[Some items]
++++++
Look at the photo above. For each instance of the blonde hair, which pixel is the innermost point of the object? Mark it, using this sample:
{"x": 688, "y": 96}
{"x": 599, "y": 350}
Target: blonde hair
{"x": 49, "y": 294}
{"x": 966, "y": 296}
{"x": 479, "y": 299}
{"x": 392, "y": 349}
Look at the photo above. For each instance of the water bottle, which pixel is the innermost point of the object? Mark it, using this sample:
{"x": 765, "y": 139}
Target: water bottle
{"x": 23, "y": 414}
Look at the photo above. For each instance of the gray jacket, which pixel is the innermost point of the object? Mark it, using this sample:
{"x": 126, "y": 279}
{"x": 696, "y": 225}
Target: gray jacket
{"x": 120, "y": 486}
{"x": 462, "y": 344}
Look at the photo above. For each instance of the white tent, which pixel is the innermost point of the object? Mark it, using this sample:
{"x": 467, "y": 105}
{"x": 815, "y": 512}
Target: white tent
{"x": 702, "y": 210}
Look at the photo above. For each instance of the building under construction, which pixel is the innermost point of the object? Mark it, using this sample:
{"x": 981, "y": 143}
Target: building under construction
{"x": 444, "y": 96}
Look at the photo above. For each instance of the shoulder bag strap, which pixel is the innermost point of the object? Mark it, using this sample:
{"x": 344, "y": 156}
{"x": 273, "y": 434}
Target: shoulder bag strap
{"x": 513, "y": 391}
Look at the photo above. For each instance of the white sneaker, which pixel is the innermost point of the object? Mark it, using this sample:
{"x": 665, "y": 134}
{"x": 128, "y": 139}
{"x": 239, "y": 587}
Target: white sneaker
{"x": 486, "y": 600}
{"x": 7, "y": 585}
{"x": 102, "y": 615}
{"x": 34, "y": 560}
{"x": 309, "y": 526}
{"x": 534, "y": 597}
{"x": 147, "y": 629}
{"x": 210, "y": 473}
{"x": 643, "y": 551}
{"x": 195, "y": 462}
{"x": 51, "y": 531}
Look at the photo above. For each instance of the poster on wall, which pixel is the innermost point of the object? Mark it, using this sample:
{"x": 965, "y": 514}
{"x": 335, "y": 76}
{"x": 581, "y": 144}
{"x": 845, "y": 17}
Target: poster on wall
++++++
Required task> Reproduce every item above word for word.

Written reply>
Look at the photo above. For each instance of the blonde hair, which pixel is the innermost point of the object? Mark it, using this sample:
{"x": 688, "y": 96}
{"x": 599, "y": 350}
Target: blonde hair
{"x": 49, "y": 294}
{"x": 966, "y": 296}
{"x": 479, "y": 299}
{"x": 392, "y": 349}
Look at the photo above. For each instance of the water bottle, which pixel is the innermost point of the object? Mark it, using this sample:
{"x": 765, "y": 139}
Target: water bottle
{"x": 23, "y": 414}
Look at the photo above. For each instance of the gray jacket, which pixel is the innermost point of the object? Mark it, using this sample:
{"x": 126, "y": 279}
{"x": 696, "y": 225}
Target: gray jacket
{"x": 120, "y": 486}
{"x": 462, "y": 344}
Look at the photo above. For each instance of the white tent, which pixel is the innermost point of the object? Mark it, using this sample:
{"x": 467, "y": 105}
{"x": 815, "y": 512}
Target: white tent
{"x": 702, "y": 210}
Look at the photo above. For each instance of the building under construction, which pixel is the innermost point of the object? Mark it, using this sample:
{"x": 981, "y": 143}
Target: building under construction
{"x": 444, "y": 96}
Look at the photo above. For each instance of the shoulder bag strap, which pixel is the innermost point of the object? Mark it, using this sample:
{"x": 344, "y": 156}
{"x": 273, "y": 434}
Target: shoulder bag strap
{"x": 513, "y": 391}
Look at the photo above. For each instance of the white sneaker, which pixel is the innermost point of the object? Mark it, using this sample:
{"x": 665, "y": 134}
{"x": 128, "y": 139}
{"x": 239, "y": 587}
Target: white sneaker
{"x": 486, "y": 600}
{"x": 7, "y": 585}
{"x": 102, "y": 615}
{"x": 34, "y": 560}
{"x": 309, "y": 526}
{"x": 534, "y": 597}
{"x": 147, "y": 629}
{"x": 210, "y": 473}
{"x": 643, "y": 551}
{"x": 195, "y": 462}
{"x": 51, "y": 531}
Look at the photo above. For each instance of the poster on wall, which pixel is the innermost point of the object? Mark it, using this sample:
{"x": 965, "y": 514}
{"x": 335, "y": 76}
{"x": 581, "y": 144}
{"x": 845, "y": 17}
Target: poster on wall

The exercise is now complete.